§ **READING TEXT**
= = =

A WREXHAM man has thanked everyone for all of their support as he speaks out on his journey recovering from Covid-19.

Last year, David Hamlington began to feel unwell on April 3 with extreme fatigue and muscle aches.

The packing operator at Kellogg’s Factory was admitted to hospital three days later and within a couple of days was placed on a ventilator in the Critical Care Unit.

However, it was a happy ending for David as he became the first person to leave Wrexham Maelor and began his journey at home recovering.

Over one year on from the harrowing ordeal, David has spoken about his journey to recovery.

He said: “I have been suffering with long-Covid symptoms but not as bad as some people. Mentally though it is horrendous.

“I’ve never been one to struggle with my mental health, I just get on with it but I’ve been seen by trauma specialists who have helped me no end.

“The fear part of my brain when I think back to my time in a coma and it ends up being a memory rather than a fear. Reliving all of that is like a form of PTSD.

“I have gone back to work, albeit part time, but getting back into work has been tough. Meeting people again, people I’ve worked with for 20 odd years are all lovely but it’s hard facing people again.

“It’s all very strange but it’s good to be back and everyone at work have been so understanding with everything.

“It’s as though you’re leaving everything again. You have to go back to basics. You have to start walking again and you struggle with things like going dizzy and having nightmares.

“Having numbness where the tubes were stuffed up my nose and then they would gradually go only to be replaced by other things. It’s been a journey.

“People said you should do no more than 60% in a day and I’ve stuck to that this year which has helped me to no end. Because you can be so desperate to get back to normal you can push your body too hard and it be too much.

“You need to listen to your body and learn not to push yourself. I’ve started going back on my bike now, not far, just a few laps. I still get brain fog and get confused very easily.”

David says he often reflects on those moments in hospital when he was unable to be seen by his family and friends.

He added: “Some of the lasting memories I have of being in hospital is just the nurses. All you could see were their eyes because of the PPE they had to wear.

“I couldn’t see my family. It was weird. You were on your own stuck somewhere and you understood that the nurses had to keep themselves and everyone safe but it was surreal.”

As restrictions ease and the vaccination programme goes from strength to strength, David is encouraging people to ‘look at the bigger picture’.

He said: “I’ve had both vaccines, I couldn’t wait to get it. But it’s up to people whether they want to get the vaccine or not.

“I would say though to those who think it doesn’t exist, God help you if you catch it and become seriously ill like me or even if you pass it on to someone who will not be as lucky as me, you have to live with that.

“I wouldn’t force the vaccine on anyone but you have to think of the bigger picture.

“The country does have to get back on its feet and we have to pay for the pandemic but it’s a tough one, when people are losing their lives it’s not so easy a decision.

“We all have our own parts to play whilst this is still going on. There’s been events this year I’ve chosen not to go to but if you do choose to go somewhere it’s about keeping safe.”

= = =

Items from a dataset
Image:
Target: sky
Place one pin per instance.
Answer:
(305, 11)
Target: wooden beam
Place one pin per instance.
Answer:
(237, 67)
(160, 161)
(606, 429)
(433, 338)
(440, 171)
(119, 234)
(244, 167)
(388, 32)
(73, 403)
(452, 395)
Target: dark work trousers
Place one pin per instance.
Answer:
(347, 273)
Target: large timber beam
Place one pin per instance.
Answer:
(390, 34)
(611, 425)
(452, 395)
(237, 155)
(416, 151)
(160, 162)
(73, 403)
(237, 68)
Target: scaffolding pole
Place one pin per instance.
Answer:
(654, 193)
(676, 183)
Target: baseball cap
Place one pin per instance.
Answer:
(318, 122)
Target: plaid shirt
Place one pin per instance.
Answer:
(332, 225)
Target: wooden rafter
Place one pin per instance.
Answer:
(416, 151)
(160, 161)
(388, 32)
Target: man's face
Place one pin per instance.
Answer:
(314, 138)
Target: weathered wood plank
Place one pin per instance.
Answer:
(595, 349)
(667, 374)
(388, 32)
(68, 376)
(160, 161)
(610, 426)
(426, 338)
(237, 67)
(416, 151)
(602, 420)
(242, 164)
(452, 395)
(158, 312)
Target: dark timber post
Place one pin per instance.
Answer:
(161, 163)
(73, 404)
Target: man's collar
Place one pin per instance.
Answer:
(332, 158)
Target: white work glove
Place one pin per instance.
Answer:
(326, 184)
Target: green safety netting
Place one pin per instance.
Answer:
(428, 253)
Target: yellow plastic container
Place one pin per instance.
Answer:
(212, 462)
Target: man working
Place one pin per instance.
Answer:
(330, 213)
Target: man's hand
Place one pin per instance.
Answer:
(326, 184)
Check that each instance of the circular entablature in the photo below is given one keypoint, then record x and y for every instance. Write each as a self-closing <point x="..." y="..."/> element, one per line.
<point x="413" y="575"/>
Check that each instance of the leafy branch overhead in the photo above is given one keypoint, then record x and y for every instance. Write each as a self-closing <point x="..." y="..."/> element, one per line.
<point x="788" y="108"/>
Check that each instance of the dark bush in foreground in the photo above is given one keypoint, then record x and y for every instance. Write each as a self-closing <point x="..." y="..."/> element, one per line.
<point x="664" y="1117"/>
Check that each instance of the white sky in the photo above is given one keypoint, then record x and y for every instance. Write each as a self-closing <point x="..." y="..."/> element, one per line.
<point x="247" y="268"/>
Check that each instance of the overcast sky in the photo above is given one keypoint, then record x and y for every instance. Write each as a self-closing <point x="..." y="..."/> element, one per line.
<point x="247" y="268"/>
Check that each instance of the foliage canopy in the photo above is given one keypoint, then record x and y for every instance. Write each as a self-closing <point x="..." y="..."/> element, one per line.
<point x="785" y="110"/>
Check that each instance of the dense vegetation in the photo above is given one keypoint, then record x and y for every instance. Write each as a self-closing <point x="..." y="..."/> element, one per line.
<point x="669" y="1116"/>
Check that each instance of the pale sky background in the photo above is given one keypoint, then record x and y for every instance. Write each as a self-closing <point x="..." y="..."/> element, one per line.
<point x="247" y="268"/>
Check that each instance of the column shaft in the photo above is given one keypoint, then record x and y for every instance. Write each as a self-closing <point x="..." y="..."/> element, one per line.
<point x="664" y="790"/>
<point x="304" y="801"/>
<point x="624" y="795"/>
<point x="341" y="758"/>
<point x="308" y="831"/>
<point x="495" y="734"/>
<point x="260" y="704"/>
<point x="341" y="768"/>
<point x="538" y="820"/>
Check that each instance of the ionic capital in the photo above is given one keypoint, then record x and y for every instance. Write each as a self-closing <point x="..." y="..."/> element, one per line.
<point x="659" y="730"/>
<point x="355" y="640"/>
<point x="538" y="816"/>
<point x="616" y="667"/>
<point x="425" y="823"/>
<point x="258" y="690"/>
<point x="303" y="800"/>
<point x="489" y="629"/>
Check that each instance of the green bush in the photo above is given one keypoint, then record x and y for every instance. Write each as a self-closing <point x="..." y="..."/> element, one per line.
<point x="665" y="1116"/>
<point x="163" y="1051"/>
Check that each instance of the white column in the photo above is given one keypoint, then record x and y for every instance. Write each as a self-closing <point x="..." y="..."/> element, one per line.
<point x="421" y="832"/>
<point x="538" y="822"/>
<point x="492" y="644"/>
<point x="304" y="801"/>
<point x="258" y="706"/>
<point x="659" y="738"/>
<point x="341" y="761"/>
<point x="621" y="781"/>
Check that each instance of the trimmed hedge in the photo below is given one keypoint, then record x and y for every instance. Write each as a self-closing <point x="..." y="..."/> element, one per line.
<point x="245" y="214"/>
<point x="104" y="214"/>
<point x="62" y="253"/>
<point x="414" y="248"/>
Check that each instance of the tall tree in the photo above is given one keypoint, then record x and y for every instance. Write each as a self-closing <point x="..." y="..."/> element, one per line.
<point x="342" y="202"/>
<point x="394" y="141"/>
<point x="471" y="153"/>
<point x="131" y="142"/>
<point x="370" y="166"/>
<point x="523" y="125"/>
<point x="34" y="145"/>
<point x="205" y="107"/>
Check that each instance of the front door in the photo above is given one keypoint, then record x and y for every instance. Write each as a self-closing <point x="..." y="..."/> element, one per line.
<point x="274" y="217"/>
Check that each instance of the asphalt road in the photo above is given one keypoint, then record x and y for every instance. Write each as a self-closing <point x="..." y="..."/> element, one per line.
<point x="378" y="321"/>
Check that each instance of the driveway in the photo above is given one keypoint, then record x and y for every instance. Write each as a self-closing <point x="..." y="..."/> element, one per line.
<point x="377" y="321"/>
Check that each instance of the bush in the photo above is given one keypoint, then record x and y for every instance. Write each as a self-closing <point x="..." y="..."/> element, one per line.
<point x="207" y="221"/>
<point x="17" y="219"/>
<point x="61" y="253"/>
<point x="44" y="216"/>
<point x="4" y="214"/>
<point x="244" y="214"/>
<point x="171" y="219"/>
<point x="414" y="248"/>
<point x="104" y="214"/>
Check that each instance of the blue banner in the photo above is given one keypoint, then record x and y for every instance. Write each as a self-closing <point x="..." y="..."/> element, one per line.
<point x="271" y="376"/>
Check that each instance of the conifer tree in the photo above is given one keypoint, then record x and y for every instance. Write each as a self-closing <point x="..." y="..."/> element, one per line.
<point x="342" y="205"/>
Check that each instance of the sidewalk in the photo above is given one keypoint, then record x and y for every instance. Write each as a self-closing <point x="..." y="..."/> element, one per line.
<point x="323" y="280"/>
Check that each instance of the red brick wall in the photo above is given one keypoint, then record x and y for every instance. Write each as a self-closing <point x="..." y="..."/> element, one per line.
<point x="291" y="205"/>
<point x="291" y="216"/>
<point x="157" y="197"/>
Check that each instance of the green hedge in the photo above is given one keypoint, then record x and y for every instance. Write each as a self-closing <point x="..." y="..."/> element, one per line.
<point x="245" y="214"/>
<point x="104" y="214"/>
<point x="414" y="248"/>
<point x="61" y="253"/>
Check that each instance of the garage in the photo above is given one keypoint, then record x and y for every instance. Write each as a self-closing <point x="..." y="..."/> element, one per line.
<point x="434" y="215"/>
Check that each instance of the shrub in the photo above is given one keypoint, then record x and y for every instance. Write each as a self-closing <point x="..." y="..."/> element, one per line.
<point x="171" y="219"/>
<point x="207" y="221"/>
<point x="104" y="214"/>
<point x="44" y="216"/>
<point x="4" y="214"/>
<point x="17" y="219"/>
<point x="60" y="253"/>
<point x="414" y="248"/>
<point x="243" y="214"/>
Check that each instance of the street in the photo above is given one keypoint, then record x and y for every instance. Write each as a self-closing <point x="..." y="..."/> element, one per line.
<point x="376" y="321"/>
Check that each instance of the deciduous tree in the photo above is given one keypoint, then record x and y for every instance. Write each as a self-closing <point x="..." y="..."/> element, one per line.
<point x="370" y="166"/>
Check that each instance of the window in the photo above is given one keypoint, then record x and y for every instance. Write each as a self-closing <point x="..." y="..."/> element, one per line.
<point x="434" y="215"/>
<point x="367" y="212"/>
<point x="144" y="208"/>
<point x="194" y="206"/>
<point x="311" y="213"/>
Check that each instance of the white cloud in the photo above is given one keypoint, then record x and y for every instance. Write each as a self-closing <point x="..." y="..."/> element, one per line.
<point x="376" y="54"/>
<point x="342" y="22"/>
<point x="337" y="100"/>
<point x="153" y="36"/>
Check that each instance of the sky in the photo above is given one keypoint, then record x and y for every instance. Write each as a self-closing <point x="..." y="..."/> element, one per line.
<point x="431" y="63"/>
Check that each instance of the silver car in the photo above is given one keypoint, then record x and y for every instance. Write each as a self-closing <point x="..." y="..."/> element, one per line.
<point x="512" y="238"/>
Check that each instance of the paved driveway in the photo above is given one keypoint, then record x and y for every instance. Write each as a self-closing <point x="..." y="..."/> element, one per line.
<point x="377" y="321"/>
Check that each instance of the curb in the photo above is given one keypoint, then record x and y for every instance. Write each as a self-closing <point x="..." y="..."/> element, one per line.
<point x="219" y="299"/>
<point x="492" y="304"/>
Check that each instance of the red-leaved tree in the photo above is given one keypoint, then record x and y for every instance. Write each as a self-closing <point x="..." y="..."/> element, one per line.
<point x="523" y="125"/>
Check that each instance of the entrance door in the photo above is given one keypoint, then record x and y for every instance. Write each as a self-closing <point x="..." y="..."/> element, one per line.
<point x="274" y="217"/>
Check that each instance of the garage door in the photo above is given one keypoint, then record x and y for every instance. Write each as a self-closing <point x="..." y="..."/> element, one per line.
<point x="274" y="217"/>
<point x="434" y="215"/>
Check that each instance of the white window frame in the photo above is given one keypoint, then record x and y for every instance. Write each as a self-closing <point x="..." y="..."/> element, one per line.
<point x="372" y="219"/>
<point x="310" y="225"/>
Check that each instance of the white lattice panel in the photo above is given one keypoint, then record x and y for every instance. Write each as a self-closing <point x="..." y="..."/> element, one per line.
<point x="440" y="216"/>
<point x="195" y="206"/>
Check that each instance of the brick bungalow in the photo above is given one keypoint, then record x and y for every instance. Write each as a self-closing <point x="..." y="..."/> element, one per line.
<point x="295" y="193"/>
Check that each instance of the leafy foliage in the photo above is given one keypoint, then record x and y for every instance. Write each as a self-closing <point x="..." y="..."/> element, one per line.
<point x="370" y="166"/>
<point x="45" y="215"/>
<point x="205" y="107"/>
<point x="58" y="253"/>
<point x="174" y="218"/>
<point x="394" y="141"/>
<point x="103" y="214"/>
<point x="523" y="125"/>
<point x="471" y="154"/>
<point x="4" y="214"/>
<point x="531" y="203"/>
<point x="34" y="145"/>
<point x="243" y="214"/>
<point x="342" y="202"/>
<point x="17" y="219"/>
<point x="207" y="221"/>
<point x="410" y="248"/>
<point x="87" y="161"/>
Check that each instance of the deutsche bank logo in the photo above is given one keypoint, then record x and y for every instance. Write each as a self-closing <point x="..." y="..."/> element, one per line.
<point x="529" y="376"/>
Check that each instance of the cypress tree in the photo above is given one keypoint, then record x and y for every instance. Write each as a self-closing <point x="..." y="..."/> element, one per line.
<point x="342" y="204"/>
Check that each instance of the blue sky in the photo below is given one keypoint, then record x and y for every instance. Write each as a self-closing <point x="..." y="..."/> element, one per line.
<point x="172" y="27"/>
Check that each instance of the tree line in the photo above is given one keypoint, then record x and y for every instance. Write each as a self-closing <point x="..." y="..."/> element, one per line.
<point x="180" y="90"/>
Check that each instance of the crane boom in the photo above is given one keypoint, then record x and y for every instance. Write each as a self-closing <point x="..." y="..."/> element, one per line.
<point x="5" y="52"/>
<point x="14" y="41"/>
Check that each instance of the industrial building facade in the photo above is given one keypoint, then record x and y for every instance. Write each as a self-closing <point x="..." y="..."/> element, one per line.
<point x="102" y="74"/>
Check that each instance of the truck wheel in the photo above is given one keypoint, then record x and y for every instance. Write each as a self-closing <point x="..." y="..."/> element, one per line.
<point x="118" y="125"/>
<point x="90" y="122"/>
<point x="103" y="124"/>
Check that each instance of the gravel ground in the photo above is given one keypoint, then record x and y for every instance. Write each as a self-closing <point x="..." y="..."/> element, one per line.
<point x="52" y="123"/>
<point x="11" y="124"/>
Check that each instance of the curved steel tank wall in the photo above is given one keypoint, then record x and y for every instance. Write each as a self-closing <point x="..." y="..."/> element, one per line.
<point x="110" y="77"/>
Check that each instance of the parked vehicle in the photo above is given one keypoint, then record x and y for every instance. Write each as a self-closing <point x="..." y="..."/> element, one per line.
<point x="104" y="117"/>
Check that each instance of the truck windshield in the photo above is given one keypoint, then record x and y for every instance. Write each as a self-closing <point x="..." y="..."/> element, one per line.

= = =

§ **QUESTIONS**
• 1. In the article about David Hamlington's Covid-19 recovery, what job did he hold?
• 2. Repeat the article about David Hamlington's Covid-19 recovery from "Over one year" up to and including "helped me no end.".

§ **SOLVED PROBLEMS**
• 1. Packing operator at Kellogg's Factory.

• 2.
Over one year on from the harrowing ordeal, David has spoken about his journey to recovery.

He said: “I have been suffering with long-Covid symptoms but not as bad as some people. Mentally though it is horrendous.

“I’ve never been one to struggle with my mental health, I just get on with it but I’ve been seen by trauma specialists who have helped me no end.